EXERCISE DETAILS: Please report how many lines of the listing contain the string "group", giving the number only.

AVAILABLE DATA:
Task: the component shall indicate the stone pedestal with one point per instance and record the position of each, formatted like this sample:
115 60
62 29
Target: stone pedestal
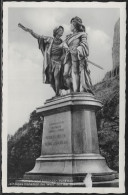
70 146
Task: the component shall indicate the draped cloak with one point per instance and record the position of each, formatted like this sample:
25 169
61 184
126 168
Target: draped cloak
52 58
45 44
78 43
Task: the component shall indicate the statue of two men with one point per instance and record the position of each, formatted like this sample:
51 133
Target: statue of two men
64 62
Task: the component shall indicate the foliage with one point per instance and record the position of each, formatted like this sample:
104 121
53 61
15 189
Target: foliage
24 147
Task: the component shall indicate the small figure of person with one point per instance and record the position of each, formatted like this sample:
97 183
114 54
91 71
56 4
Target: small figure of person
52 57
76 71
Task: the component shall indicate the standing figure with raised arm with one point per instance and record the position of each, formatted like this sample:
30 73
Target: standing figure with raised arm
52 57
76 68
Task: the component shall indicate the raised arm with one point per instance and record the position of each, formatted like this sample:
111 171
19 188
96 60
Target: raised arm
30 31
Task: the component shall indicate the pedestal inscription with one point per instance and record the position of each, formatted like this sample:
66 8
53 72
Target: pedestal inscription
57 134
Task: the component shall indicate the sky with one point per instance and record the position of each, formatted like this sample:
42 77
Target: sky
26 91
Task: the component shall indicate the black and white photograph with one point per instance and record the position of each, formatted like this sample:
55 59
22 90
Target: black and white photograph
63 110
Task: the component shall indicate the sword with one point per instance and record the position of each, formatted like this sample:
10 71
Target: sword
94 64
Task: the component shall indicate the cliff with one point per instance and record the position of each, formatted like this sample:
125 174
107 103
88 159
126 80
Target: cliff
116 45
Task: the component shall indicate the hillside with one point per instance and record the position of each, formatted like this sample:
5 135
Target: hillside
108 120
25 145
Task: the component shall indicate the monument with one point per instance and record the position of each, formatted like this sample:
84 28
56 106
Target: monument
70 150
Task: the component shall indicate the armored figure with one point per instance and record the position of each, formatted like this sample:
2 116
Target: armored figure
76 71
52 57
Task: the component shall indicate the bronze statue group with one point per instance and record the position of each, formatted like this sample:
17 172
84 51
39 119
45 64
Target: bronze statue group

EXERCISE OUTPUT: 2